Begin PAGE

How do I access variables from within a spawned thread?

Use crossbeam_utils::thread::scope.

Questions about your function signatures

Should I return an iterator or a collection?

Pretty much always return an iterator. - AH

We suggested you use iterators a lot in your code. Share the love! Give iterators to your callers too.

If you know your caller will store the items you're returning in a concrete collection, such as a Vec or a HashSet, you may want to return that. In all other cases, return an iterator.

Your caller might:

  • Collect the iterator into a Vec
  • Collect it into a HashSet or some other specialized container
  • Loop over the items
  • Filter them or otherwise completely ignore some

Collecting the items into vector will only turn out to be right in one of these cases. In the other cases, you're wasting memory and CPU time by building a concrete collection.

This is weird for C++ programmers because iterators don't usually have robust references into the underlying data. Even Java iterators are scary, throwing ConcurrentModificationExceptions when you least expect it. Rust prevents that, at compile time. If you can return an iterator, you should.

End PAGE
Begin DATA RECORDS

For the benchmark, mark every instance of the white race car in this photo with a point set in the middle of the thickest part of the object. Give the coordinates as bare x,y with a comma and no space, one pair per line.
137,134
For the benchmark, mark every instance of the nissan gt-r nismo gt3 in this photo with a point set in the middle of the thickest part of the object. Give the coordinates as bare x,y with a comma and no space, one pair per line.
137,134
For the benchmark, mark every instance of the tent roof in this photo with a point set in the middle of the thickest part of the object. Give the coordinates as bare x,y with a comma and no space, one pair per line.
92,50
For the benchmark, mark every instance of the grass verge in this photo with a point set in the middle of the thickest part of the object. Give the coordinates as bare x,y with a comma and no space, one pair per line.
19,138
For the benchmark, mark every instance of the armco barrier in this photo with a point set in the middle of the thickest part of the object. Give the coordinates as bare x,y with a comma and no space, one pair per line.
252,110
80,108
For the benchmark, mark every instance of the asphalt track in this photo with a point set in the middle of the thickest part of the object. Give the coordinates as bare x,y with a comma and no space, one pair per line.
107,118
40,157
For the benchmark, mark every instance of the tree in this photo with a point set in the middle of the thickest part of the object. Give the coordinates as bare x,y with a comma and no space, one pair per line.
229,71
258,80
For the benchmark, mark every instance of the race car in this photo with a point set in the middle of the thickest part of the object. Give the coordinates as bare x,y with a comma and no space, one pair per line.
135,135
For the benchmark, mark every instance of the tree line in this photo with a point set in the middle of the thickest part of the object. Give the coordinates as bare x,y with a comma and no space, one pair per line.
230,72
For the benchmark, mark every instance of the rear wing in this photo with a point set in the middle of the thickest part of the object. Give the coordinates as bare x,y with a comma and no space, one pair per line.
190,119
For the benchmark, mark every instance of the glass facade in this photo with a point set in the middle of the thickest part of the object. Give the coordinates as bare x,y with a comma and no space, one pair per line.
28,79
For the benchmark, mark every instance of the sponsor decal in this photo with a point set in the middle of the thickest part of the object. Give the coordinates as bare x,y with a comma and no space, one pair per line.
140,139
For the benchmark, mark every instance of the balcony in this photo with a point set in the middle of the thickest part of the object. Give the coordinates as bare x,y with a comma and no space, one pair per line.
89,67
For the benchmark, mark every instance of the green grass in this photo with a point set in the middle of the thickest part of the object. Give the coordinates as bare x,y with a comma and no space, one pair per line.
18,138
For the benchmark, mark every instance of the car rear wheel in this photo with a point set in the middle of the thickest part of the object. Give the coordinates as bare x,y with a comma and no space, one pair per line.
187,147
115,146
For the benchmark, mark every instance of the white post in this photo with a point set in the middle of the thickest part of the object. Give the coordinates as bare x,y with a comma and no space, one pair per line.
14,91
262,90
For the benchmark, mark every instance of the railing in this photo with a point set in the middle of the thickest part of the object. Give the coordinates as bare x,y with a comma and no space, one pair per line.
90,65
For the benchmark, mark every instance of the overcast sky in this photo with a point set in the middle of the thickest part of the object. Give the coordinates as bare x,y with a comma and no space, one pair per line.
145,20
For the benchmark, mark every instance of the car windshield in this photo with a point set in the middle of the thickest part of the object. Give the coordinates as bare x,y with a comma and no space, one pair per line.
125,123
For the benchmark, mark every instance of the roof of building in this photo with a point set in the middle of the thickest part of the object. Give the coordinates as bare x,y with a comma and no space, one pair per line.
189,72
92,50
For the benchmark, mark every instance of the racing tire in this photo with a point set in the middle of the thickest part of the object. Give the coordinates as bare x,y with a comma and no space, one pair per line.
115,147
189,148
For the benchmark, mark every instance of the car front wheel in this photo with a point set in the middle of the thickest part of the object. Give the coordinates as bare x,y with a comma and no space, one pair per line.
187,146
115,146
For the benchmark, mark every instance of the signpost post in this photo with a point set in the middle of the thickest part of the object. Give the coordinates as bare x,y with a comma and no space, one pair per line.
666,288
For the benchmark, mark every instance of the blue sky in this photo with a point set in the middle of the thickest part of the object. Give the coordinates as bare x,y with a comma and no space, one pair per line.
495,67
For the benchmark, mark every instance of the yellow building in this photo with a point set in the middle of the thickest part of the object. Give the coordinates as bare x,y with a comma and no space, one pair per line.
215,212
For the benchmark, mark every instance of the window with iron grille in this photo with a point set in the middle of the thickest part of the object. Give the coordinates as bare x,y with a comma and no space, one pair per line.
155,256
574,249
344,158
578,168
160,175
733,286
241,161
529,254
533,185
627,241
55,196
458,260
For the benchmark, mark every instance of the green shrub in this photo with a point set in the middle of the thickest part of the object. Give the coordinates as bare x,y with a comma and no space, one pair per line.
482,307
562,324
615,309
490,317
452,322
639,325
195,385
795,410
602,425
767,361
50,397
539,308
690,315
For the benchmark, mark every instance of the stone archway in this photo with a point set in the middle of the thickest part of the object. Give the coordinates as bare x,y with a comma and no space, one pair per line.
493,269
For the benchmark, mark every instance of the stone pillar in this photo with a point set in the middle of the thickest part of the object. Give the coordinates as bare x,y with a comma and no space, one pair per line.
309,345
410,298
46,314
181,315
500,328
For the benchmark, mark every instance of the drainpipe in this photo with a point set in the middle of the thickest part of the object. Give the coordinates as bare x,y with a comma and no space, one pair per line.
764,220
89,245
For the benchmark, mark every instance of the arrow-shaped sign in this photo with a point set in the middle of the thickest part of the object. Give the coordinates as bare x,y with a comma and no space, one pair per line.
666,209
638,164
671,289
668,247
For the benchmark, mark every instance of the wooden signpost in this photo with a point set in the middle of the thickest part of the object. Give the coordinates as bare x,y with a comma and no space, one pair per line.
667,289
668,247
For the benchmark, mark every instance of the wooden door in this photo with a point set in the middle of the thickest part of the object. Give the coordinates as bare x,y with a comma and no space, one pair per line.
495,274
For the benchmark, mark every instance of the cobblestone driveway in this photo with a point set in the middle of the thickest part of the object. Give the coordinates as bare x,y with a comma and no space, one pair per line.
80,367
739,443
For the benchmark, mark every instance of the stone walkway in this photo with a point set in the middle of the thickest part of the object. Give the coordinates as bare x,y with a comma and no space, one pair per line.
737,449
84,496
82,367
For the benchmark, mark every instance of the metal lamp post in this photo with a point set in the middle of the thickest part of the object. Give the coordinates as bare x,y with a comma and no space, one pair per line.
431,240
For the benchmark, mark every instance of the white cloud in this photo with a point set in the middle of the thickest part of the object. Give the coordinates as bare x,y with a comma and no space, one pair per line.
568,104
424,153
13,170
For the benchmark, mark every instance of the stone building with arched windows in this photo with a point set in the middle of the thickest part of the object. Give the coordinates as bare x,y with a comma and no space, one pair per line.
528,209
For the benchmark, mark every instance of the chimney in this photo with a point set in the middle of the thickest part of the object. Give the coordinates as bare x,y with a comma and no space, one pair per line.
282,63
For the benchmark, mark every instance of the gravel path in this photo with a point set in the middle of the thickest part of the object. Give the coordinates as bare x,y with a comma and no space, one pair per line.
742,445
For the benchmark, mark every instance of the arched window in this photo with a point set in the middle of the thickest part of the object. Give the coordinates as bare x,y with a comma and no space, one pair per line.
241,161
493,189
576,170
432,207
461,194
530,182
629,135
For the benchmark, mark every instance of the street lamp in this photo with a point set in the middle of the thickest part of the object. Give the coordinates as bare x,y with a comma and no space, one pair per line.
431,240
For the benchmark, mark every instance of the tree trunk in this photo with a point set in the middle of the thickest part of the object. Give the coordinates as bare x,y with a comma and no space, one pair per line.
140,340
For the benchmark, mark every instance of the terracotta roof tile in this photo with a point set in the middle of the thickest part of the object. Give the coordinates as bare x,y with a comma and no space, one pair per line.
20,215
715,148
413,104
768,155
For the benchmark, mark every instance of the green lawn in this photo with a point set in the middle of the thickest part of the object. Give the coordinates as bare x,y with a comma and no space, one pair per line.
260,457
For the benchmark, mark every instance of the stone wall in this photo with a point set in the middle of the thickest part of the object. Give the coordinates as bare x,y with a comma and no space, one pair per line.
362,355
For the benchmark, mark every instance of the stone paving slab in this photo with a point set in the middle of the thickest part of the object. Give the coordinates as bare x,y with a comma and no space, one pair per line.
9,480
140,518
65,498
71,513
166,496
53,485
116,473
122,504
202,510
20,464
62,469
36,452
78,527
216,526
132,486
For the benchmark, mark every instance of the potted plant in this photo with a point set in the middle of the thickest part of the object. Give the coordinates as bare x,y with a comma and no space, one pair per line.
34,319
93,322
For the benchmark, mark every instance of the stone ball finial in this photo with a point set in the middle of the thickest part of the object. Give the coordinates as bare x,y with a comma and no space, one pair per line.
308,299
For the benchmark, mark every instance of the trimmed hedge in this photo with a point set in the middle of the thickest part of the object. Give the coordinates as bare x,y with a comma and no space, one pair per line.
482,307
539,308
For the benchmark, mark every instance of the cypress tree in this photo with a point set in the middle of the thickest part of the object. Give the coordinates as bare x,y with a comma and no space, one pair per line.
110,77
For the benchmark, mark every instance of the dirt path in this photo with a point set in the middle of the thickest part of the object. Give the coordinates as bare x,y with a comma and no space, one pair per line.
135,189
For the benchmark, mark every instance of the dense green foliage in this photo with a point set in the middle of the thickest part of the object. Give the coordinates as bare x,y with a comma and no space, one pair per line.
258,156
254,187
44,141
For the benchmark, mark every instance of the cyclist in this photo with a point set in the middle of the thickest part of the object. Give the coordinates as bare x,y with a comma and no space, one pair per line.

End DATA RECORDS

■ SET TASK 1
According to the Rust advice page, why is it usually better to return an iterator than a collection such as a Vec? Answer in one to three sentences.
■ SET TASK 2
What does the Rust advice page recommend using to access variables from within a spawned thread?
■ SET TASK 3
Write the next part of the Rust advice page, picking up after its last sentence.
You won't need the records for any of this.

■ RESPONSE 1
A caller might collect the items into a Vec, collect them into a HashSet or another container, loop over them, or filter and skip some. Building a vector is right in only one of those cases. In the others, it wastes memory and CPU time on a concrete collection nobody needed.

■ RESPONSE 2
crossbeam_utils::thread::scope.

■ RESPONSE 3
flowchart LR
    subgraph Caller
    it_ref[reference to iterator]
    end
    subgraph it_outer[Iterator]
    it[Iterator]
    it_ref --reference--> it
    end
    subgraph data[Underlying data]
    dat[Underlying data]
    it --reference--> dat
    end

How flexible should my parameters be?

Which of these is best?


#![allow(unused)]
fn main() {
fn a(params: &[String]) {
    // ...
}

fn b(params: &[&str]) {
    // ...
}

fn c(params: &[impl AsRef<str>]) {
    // ...
}
}

(You'll need to make an equivalent decision in other cases, e.g. Path versus PathBuf versus AsRef<Path>.)

None of the options is clearly superior; for each option, there's a case it can't handle that the others can:

fn a(params: &[String]) {
}
fn b(params: &[&str]) {
}
fn c(params: &[impl AsRef<str>]) {
}
fn main() {
    a(&[]);
    // a(&["hi"]); // doesn't work
    a(&vec![format!("hello")]);

    b(&[]);
    b(&["hi"]);
    // b(&vec![format!("hello")]); // doesn't work

    // c(&[]); // doesn't work
    c(&["hi"]);
    c(&vec![format!("hello")]);
}

So you have a variety of interesting ways to slightly annoy your callers under different circumstances. Which is best?

AsRef has some advantages: if a caller has a Vec<String>, they can use that directly, which would be impossible with the other options. But if they want to pass an empty list, they'll have to explicitly specify the type (for instance &Vec::<String>::new()).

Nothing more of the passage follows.